Each line shown below should be copied exactly.

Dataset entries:
· · · · ·

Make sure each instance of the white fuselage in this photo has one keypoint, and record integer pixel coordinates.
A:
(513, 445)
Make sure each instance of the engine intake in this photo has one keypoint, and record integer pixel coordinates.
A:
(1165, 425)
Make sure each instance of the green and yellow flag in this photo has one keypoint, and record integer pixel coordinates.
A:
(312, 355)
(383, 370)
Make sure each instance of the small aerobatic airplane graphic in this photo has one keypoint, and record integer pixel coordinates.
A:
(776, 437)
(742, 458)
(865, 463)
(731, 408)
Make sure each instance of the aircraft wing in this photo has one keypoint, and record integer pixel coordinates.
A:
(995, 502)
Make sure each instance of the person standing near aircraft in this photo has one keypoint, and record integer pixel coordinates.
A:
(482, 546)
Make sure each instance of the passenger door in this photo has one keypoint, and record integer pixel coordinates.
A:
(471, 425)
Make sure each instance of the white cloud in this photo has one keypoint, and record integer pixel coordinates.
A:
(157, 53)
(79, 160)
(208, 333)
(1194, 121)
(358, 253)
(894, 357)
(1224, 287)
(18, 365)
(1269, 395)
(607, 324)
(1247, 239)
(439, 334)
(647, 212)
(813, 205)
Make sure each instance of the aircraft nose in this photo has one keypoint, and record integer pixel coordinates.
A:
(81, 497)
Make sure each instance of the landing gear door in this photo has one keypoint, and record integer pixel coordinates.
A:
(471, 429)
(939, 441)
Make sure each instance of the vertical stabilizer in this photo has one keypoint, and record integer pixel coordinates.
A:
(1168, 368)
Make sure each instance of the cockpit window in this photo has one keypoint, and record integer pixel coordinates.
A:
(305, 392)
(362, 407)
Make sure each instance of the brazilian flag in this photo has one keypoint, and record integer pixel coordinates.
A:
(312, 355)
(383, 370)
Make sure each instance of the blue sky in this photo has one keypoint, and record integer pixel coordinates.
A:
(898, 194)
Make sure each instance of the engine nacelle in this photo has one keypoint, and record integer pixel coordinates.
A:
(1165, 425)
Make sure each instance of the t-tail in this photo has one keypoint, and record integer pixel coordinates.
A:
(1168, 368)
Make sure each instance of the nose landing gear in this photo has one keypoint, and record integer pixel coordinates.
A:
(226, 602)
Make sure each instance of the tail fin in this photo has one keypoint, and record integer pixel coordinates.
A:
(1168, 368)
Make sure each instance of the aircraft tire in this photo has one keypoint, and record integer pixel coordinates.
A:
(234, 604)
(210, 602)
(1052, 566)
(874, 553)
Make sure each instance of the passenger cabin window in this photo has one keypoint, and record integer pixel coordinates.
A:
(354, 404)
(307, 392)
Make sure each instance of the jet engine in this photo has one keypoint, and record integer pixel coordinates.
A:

· · · · ·

§ Answer for the task:
Make sure each instance of the white fuselage in this photo has one keypoint, and record integer pixel coordinates.
A:
(513, 445)
Make sure each instance of the engine intake in this photo has one keypoint, and record integer pixel coordinates.
A:
(1165, 425)
Make sure each instance of the green and yellow flag in this photo has one keypoint, and record integer pixel coordinates.
A:
(312, 355)
(383, 370)
Make sure each instance of the small aerobatic airplane graphic in this photo has one keypoint, and record integer pixel coordinates.
A:
(776, 437)
(742, 458)
(865, 463)
(731, 408)
Make sure each instance of the aircraft wing in this photo has one keypoint, and record integer pixel coordinates.
A:
(995, 502)
Make sure each instance of the person standing near aircraft in this photo has one keypoint, and record integer pixel coordinates.
A:
(482, 546)
Make sure each instance of the passenger door in this photo has one keypoint, and record integer pixel coordinates.
A:
(471, 425)
Make sure each instance of the white cloud in this photo has one keypoint, and record integer pixel coordinates.
A:
(157, 53)
(79, 160)
(208, 333)
(1194, 121)
(358, 253)
(894, 357)
(1224, 287)
(18, 365)
(1269, 395)
(607, 324)
(1247, 239)
(439, 334)
(647, 212)
(813, 205)
Make sure each instance of the aircraft nose in this photo has one keypoint, and record integer pixel coordinates.
A:
(81, 497)
Make sure each instance of the landing gear door in this photo has one keypoint, and record integer pixel coordinates.
A:
(471, 429)
(939, 441)
Make sure each instance of the vertical stabilizer in this photo has one keypoint, and record integer pixel coordinates.
A:
(1168, 368)
Make sure each instance of the cockpit window in this photo has one keypoint, and record integer pixel coordinates.
A:
(305, 392)
(362, 407)
Make sure each instance of the brazilian flag in this photo has one keypoint, and record integer pixel coordinates.
A:
(312, 355)
(383, 370)
Make sure each instance of the blue sky in this photo has one keypoint, and record integer pixel coordinates.
A:
(898, 194)
Make sure each instance of the engine nacelle in this photo has one keypoint, and record integer pixel coordinates.
A:
(1165, 425)
Make sure each instance of the t-tail in this photo has one keypoint, and record integer pixel coordinates.
A:
(1168, 368)
Make sure each instance of the nose landing gear in this photo has one keypoint, and record integer pixel coordinates.
A:
(226, 602)
Make sure each instance of the tail fin in this photo has one keypoint, and record integer pixel coordinates.
A:
(1168, 368)
Make sure each instance of the aircraft tire in this photo has one keypoint, and record integer pixel coordinates.
A:
(234, 604)
(210, 602)
(1052, 566)
(874, 553)
Make sure each instance of the passenger cabin window in this photo has one keypoint, and record integer pixel coordinates.
A:
(354, 404)
(307, 392)
Make sure each instance of the jet engine in this photo has one keypoint, and record integer pixel coordinates.
A:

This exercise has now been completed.